2002-02-22 Thread Rudy Gevaert
On Fri, Feb 22, 2002 at 12:48:05PM -0500, Bob Thibodeau wrote:
 I'm just coming into the thread, but if you had your initrd=
 in the main section of lilo.conf, try putting it
 in the image section of your Sid kernel. That way,
 no other kernel will try to use it.

Where should I put the init image?  On hda or hdc?  (hdc has sid, hda
has redhat, and my sidkernel is in hda)

Thanks in advance,
-- 
Rudy Gevaert - [EMAIL PROTECTED]  - http://www.webworm.org
 - keyserverID=24DC49C6 - http://www.zeus.rug.ac.be   
Private mail with incorrect quoting behavior will remain unanswered

University politics are vicious precisely 
because the stakes are so small. - Henry Kissinger (1923-)



Re: lilo problem - / problem

2002-02-22 Thread Alvin Oga

hi ya rudy

if you use a precompiled kernel... you have to tell
it where / is on the new machine... otherwise you do get
those kernel panics and no init found
- i always make a kernel on the target... and copy it around

but if you copy that kernel to flippy... 
that floppy should boot your system w/ the correct distro/kernel
dd if=/..kernel.. of=/dev/fd0
rdev /dev/fd0  /dev/hda1

or /dev/hdc1  if you want it to boot into /dev/hdc

if the floppy tests works..
than (if it can be done), you'd need to rdev your kernel

rdev /boot/kernel /dev/hdc1 ( donno if this works )

**Required tasks**
1 - In the lilo thread, please change "precompiled kernel" to "prebuilt kernel" and write out the passage from "Re: lilo problem" to "kernel to flippy...".
2 - According to the lilo thread, what does Alvin Oga always do with a kernel?
3 - Proceed with the lilo thread from the point where it ends.

**Raw records**
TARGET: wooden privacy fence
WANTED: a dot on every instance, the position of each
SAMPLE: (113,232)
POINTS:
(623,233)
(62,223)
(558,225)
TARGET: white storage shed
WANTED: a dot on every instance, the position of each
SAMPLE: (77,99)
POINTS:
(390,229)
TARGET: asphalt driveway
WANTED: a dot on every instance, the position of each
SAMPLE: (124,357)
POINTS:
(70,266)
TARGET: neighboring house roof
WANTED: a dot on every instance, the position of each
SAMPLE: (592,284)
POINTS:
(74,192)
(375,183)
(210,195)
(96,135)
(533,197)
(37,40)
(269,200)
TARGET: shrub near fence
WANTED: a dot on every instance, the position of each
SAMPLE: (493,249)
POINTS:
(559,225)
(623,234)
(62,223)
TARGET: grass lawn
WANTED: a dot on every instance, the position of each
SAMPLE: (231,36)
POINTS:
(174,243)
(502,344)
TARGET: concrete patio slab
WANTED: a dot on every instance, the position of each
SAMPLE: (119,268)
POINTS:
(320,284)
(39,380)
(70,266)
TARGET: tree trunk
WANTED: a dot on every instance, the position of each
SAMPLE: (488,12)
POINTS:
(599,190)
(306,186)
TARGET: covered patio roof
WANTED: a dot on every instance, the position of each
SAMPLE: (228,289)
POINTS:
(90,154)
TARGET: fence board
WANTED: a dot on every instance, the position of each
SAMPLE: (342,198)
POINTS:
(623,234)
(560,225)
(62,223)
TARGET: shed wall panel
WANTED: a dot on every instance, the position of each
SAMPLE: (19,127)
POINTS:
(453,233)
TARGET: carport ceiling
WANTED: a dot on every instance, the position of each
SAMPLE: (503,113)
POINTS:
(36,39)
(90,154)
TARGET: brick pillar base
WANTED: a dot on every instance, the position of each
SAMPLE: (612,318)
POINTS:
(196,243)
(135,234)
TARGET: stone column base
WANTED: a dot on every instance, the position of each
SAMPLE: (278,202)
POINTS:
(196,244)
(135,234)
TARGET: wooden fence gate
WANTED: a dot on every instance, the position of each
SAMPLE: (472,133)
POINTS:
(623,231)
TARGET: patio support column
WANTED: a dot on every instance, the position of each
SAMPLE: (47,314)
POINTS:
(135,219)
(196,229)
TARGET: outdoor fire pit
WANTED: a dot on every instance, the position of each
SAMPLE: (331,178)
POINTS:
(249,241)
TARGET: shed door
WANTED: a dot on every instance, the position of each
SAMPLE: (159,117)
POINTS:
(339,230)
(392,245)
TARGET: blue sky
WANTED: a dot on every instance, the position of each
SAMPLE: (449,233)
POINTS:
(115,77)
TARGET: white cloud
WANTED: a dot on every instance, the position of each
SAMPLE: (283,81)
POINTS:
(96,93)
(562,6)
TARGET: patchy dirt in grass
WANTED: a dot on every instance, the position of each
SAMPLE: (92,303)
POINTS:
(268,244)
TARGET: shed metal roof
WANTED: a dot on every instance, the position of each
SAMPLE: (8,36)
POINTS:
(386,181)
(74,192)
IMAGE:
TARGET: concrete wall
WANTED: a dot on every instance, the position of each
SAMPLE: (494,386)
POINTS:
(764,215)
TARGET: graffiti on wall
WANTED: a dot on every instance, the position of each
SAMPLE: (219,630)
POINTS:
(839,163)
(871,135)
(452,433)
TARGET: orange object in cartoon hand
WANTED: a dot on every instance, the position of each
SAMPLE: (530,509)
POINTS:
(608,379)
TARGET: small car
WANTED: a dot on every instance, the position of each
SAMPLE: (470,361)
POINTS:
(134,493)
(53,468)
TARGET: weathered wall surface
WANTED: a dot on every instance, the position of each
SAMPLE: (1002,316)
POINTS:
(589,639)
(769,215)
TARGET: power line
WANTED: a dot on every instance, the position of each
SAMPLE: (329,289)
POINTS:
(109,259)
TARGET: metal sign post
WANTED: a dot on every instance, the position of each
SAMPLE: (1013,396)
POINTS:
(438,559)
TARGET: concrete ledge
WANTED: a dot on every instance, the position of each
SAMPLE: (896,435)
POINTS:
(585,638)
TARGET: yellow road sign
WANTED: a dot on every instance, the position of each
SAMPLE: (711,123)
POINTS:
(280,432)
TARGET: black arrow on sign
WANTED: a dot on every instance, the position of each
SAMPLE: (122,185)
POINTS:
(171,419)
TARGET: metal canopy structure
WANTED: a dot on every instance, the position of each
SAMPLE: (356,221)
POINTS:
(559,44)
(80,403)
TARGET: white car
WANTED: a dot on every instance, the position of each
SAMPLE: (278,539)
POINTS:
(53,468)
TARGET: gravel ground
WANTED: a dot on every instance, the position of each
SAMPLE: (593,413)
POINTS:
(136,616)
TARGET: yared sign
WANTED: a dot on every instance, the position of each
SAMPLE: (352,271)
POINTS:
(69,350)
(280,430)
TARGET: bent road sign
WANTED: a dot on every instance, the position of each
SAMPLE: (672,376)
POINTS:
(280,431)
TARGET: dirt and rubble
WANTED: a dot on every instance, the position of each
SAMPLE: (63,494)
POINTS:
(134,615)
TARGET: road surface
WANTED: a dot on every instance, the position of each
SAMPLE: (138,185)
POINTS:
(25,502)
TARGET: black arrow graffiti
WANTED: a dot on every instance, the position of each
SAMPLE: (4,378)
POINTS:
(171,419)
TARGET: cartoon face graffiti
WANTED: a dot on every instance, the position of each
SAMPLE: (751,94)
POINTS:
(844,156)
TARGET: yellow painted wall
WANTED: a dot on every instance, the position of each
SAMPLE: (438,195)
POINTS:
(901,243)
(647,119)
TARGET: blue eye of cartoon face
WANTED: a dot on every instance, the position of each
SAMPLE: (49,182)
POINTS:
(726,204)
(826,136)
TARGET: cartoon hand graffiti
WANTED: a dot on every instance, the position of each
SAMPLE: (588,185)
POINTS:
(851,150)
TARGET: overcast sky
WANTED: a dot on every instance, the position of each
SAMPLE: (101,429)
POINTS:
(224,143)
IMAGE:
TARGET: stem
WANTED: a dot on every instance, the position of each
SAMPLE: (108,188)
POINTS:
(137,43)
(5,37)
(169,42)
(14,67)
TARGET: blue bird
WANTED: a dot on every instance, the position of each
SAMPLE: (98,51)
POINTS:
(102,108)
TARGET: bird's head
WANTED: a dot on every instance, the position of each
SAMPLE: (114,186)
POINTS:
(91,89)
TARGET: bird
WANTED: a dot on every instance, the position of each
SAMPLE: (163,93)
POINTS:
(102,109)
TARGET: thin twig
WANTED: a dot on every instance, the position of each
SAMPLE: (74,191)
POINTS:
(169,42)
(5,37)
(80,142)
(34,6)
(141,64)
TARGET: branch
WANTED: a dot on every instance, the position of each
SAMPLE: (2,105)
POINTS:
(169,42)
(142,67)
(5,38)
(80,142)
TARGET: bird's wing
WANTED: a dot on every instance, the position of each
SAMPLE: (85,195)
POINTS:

**Task results**
1 -
Re: lilo problem - / problem

2002-02-22 Thread Alvin Oga

hi ya rudy

if you use a prebuilt kernel... you have to tell
it where / is on the new machine... otherwise you do get
those kernel panics and no init found
- i always make a kernel on the target... and copy it around

but if you copy that kernel to flippy...

2 - He always makes a kernel on the target and copies it around.

3 -
where /boot is the one on /dev/hda1

- recompiling a new kernel on hdc1 and copying to hda1 works
to lilo it and boot it and get into hdc1

have fun
alvin

On Fri, 22 Feb 2002, Rudy Gevaert wrote:

 Hello,
 
 Due to some workload I've only had the time to look at this now.
 
 On Thu, Feb 21, 2002 at 05:12:12AM -0800, Alvin Oga wrote:
  
  hi ya
  
  if it hands on ramdisk... remove that initrd line...
  and/or make sure the file exists as typed
 
 Wel, I removed the initrd line from lilo.conf, and redhat boots fine,
 but when I try to boot Sid I get a kernel panic, no init found... try
 passing init= ...etc.
 
 This is my lilo.conf:
 
 [EMAIL PROTECTED] /root]# cat /etc/lilo.conf
 boot=/dev/hda
 map=/boot/map
 install=/boot/boot.b
 prompt
 timeout=50
 linear
 default=nieuwekernel
 
 image=/boot/2.4.17
 label=nieuwekernel
 read-only
 
 image=/boot/vmlinuz-2.2.19
 label=DebianSid
 read-only
 root=/dev/hdc1
 
 other=/dev/hda1
 label=dos
 
  initrd is not needed if your kernel has all the hardware
  drivers needed to boot...
 
 So this explains why I get that error?  Because it is still the standard
 kernel from Sid?
 
 for to install make, and want to install it
 
  if you're referring to redhats simple install..
  - just boot the cdrom and tell it upgrade
  and it will go thru what you got ant ask you 
  what else you want
 
 No, I'm referring to Debians install, when you can choosse: Simple or
 advanced install. ;)  How do I get that screen back?  Or, what packages
 do I have to install to get make etc?  (I guess gcc ...?)
 
  rh is such a pita aint it???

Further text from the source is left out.